ИСХОДНЫЙ ТЕКСТ:
-*-
Перейти к материалам
истории

«Кармен» в постановке Константина Богомолова — невероятная смелость Пермской оперы Критик Роман Должанский рассказывает о Бизе в Одессе и возмутительных режиссерских решениях

Источник: Meduza
Никита и Андрей Чунтомовы / Пермский театр оперы и балета

В Пермском академическом театре оперы и балета имени Чайковского 3 апреля прошла премьера оперы «Кармен» в постановке Константина Богомолова — худрука Театра на Малой Бронной. Над постановкой также работали дирижер Филипп Чижевский и сценограф Лариса Ломакина. Богомолов сильно изменил классический сюжет: в его постановке Кармен — одесситка, на экране — титры с едкими шутками, а в финале героиня погибает под звуки бензопилы. Не все зрители оценили это прочтение, некоторые писали, что автор нанес им «душевную рану», и назвали постановку «глумом». По просьбе «Медузы» театральный критик Роман Должанский рассказывает о богомоловской «Кармен».

Несколько лет назад мне довелось брать интервью у директора одного изысканного оперного фестиваля в чу́дном городке на юге Франции. В этот же вечер как раз должна была состояться премьера оперы Моцарта в постановке одного знаменитого русского режиссера. Директор очень нервничал, качал головой, бормотал что-то вроде «ох, и огребем мы…». Я спросил его: неужели спектакль так плох? «Ну что вы, — вздохнул он, — прекрасный спектакль, но, понимаете, там в одном месте есть пауза, на которой настоял режиссер, музыка прерывается почти на минуту». Видя, что я не оценил глубину проблемы, директор потерял ко мне всякий интерес, но все-таки объяснил, произнеся почти по слогам: «Музыку нельзя останавливать».
-*-
[Записанные данные]
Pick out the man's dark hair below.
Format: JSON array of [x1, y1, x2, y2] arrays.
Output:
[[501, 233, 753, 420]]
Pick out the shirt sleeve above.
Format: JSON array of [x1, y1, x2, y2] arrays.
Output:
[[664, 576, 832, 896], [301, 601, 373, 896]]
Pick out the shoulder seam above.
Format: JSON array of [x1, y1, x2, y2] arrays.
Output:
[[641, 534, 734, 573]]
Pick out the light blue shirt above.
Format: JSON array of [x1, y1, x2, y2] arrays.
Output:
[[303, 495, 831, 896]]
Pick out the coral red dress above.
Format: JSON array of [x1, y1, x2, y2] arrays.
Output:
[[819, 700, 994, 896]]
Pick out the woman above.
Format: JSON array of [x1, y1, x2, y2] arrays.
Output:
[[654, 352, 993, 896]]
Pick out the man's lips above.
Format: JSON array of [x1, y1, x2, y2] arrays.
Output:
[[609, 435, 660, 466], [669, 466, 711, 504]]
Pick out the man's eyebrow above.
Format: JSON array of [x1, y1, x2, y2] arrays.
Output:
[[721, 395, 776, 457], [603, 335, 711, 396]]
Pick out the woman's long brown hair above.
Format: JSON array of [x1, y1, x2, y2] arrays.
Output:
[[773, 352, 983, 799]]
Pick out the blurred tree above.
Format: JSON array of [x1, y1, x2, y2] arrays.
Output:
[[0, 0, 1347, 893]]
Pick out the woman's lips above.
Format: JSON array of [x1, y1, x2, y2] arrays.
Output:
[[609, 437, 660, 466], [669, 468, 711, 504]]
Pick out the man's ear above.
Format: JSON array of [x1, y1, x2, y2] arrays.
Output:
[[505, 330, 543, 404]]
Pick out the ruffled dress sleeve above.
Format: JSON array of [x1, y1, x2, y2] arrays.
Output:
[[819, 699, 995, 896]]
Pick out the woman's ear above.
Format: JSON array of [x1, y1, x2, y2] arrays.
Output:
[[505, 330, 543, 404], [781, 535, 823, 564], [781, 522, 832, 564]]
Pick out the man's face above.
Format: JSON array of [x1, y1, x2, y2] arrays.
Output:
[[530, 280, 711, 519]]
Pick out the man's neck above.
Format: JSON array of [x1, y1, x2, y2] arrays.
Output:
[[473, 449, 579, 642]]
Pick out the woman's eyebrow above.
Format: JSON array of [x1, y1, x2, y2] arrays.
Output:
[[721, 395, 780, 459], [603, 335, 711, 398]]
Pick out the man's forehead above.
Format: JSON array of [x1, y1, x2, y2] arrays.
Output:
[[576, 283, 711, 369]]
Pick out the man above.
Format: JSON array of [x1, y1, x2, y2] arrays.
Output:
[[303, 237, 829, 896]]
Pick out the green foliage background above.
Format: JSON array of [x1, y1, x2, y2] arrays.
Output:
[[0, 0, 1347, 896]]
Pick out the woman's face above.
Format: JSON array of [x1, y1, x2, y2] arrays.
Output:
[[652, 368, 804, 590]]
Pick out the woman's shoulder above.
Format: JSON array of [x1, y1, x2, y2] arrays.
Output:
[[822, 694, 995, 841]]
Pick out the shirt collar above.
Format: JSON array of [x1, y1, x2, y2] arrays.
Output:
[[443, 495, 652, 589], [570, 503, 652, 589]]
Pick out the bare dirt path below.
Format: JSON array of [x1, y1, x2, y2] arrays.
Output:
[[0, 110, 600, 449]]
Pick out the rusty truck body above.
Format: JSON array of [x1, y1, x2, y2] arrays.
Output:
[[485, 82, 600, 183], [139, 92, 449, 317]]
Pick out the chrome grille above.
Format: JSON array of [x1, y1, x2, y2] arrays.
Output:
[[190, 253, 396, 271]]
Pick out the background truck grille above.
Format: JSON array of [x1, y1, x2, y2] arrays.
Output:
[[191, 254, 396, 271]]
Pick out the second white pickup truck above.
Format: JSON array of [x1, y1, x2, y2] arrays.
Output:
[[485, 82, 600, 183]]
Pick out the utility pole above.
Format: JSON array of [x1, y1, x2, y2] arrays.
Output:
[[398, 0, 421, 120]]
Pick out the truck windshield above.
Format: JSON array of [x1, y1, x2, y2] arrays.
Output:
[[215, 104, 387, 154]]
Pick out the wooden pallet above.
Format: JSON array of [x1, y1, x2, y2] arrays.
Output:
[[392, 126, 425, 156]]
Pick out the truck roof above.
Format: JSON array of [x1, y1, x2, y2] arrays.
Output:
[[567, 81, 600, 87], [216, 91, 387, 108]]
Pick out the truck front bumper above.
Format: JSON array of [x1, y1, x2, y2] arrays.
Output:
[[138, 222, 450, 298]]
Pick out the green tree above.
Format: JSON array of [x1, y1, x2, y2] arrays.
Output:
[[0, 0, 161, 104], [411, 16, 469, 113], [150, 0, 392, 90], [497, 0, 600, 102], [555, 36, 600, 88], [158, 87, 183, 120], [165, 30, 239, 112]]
-*-
ЗАДАНИЯ:
1. Кто дирижировал «Кармен» в Пермской опере, согласно статье о постановке Богомолова?
2. Пожалуйста, подхватите статью о «Кармен» Богомолова и продолжите её после последнего предложения.

ОТВЕТЫ ПО ПОРЯДКУ:
1. Филипп Чижевский.

2.
Сидя на «Кармен» в Пермском театре оперы и балета, я думал о том, что милейший директор фестиваля, наверное, не дожил бы до финала. А если бы и дожил, то грохот бензопилы, венчающий звуковую партитуру вечера, уже точно свел бы его, утонченного музыканта, в могилу. Впрочем, я более чем уверен, что ни на его аристократическом фестивале опен-эйр, ни в стенах старых, сиятельных оперных домов Европы новую пермскую «Кармен» просто не доиграли бы до конца первого действия — наверняка нашлось бы много тех, кто не пассивно негодовал бы, ерзая в кресле, но вскакивал бы с криками, заглушая творящееся на сцене. Не исключаю даже, что дирижеру пришлось бы отразить прямое физическое насилие.

«Кармен». Тизер
Perm Opera Ballet Theatre

В этом смысле для такого «набега», какой совершил Константин Богомолов, Пермская опера — самое правильное место: с одной стороны, театр способен обеспечить высокий уровень исполнения и постановочных возможностей, с другой стороны — закончившаяся эпоха Теодора Курентзиса приучила зрителей к пониманию разнообразия сценических языков, с третьей стороны — в городе, как, собственно говоря, и везде в России, нет старой консервативной буржуазии, способной устроить активную обструкцию недопустимым, по ее мнению, экспериментам с традиционными жанрами.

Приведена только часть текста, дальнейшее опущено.